Extracted text >>
——

Santa Banana, Metro Manila must be cursed!

But, personally I prefer the rains because, my gulay, at least Angat Dam could be refilled, and Maynilad and Manila Water would have a chance to mitigate the hours of long rationing of water to millions of their customers, all caused by the El Nino dry spell.

As for the floods that usually result when rains pour on Metro Manila, there’s no end to it because of clogged waterways and esteros.

That can be blamed on the inability of Metro Manila Development Authority to prepare for the onset of typhoon season. It is now clear that life in the Metro with the water crisis and floods is becoming the new normal.

Crisis on nurses

Another crisis that has come up is the shortage of nurses with the continuous outflow of nurses seeking greener pastures, a shortage that affects us all.

This shortage has come to a point that hospitals, both state-run and private, are so hard-pressed to find nurses that it has compelled the new Department of Health Secretary Ted Herbosa to propose hiring not only board exam passers, but graduates who flunked if only to augment health forces.

This is of course stupid, but it is a reflection of the crisis now facing our health system.

Nursing continues to be in demand as a course, but many graduates are jobless by choice, waiting mainly for an opportunity to leave for abroad and work overseas.

And we all know the COVID-19 pandemic exacerbates the problem about catching the virus.

Records show as of December 2020, when the COVID-19 pandemic hit the country, no less than 200,000 nurses reportedly were out of work not because of choice but because they couldn’t be employed.

The reason for this is the meager pay they get and working conditions.

Santa Banana, the problem got worse because high income countries also short of nurses started to dangle incentives such as resettlement of nurses’ families.

——

Supplied information >>
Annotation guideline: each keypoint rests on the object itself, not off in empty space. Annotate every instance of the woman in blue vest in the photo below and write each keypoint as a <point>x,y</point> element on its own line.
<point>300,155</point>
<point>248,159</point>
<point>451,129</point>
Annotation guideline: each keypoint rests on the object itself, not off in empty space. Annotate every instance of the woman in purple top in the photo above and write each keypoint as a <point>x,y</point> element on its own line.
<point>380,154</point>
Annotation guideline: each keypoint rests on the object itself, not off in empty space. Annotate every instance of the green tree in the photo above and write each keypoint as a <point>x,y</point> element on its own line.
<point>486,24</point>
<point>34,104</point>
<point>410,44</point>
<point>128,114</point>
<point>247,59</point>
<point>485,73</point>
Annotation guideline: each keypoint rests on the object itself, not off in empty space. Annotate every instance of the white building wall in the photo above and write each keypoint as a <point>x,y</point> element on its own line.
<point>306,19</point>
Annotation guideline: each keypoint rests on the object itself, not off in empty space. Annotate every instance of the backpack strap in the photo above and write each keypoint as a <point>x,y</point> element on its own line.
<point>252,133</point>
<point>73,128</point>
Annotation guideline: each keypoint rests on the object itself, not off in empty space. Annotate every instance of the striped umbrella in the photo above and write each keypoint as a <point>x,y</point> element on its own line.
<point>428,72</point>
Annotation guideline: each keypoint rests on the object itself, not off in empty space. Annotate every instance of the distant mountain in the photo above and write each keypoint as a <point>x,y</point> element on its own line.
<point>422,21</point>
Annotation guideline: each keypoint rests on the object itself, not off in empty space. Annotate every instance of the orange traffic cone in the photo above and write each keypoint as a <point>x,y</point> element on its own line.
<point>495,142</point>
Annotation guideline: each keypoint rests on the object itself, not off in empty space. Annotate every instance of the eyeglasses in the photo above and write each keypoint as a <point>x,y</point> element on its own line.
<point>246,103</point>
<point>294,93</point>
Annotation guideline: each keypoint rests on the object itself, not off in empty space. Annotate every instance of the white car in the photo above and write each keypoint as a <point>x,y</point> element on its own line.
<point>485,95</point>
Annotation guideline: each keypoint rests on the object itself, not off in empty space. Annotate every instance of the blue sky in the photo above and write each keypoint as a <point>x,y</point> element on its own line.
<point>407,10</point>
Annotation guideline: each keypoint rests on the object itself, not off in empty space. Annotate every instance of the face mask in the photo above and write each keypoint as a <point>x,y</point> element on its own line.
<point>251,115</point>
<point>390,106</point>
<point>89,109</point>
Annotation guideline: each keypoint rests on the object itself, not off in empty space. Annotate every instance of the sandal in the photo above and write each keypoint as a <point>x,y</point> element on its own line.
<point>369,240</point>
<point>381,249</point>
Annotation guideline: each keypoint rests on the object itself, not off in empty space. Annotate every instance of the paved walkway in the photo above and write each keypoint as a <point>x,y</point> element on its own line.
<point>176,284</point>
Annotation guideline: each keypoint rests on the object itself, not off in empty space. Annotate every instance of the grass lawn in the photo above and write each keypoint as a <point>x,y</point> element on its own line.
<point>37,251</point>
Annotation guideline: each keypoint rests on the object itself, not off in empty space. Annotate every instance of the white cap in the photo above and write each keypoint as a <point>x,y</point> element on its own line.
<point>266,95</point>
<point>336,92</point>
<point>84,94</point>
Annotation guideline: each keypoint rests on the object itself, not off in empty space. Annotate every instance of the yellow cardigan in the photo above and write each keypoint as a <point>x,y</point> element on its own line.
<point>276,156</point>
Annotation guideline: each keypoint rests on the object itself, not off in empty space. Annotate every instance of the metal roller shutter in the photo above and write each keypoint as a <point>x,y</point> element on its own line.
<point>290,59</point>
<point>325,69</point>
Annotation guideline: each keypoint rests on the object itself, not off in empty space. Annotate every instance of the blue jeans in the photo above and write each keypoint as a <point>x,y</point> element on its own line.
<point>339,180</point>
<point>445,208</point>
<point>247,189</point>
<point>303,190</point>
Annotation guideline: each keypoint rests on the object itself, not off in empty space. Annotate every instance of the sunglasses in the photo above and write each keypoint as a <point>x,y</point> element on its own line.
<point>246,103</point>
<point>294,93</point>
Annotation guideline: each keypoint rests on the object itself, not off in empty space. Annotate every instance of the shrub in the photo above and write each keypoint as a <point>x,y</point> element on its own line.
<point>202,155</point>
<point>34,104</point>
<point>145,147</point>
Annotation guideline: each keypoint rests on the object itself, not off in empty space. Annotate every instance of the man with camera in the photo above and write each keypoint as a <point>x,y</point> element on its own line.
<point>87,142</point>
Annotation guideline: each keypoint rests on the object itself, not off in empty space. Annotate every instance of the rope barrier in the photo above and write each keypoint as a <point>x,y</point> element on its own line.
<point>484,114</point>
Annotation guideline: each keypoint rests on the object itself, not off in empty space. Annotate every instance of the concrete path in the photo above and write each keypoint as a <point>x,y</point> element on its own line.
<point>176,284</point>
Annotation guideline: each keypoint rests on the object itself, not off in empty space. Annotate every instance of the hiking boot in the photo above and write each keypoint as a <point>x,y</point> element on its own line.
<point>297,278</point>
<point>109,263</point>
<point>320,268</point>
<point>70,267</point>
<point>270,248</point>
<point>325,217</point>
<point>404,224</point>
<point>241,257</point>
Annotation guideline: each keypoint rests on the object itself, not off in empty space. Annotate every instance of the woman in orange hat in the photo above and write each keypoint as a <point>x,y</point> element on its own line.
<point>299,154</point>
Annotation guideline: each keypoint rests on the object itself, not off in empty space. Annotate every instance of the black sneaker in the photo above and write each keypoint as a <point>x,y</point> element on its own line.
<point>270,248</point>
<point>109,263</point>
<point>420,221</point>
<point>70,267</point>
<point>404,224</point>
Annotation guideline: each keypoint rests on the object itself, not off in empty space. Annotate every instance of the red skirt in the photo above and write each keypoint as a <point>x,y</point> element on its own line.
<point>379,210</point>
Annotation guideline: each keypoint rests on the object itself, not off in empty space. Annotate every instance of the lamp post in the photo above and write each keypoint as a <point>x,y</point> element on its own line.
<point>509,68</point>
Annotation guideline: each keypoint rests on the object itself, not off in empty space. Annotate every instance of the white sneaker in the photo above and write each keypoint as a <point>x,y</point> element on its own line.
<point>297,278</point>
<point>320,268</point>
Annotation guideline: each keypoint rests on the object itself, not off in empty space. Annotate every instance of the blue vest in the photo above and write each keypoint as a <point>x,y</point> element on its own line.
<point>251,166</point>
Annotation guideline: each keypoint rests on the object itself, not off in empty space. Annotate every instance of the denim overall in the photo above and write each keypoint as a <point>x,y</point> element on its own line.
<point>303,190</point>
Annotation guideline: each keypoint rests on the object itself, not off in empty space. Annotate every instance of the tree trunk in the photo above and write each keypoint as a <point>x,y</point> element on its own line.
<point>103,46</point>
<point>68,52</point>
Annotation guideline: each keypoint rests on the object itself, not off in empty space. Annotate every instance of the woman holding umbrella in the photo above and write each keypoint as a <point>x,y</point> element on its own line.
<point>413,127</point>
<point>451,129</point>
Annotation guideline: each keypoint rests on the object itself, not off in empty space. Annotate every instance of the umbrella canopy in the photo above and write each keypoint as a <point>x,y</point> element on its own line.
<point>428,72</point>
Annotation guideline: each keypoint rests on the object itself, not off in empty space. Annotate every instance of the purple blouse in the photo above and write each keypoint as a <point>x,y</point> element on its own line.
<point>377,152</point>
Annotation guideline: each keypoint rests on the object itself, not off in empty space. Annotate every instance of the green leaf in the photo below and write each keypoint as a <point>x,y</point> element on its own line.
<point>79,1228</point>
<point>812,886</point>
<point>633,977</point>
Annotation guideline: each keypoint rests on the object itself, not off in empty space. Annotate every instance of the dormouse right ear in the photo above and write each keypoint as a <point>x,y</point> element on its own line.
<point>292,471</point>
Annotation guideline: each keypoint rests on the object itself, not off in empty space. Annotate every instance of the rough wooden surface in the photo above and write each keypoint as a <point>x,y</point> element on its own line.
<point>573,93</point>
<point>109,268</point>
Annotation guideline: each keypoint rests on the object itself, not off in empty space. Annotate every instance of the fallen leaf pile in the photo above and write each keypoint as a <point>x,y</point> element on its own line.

——

Directions for this task >>
In the opinion piece on Manila's crises, what did Department of Health Secretary Ted Herbosa propose to ease the nurse shortage?

Output below >>
He proposed hiring not only board exam passers but also graduates who flunked the exam.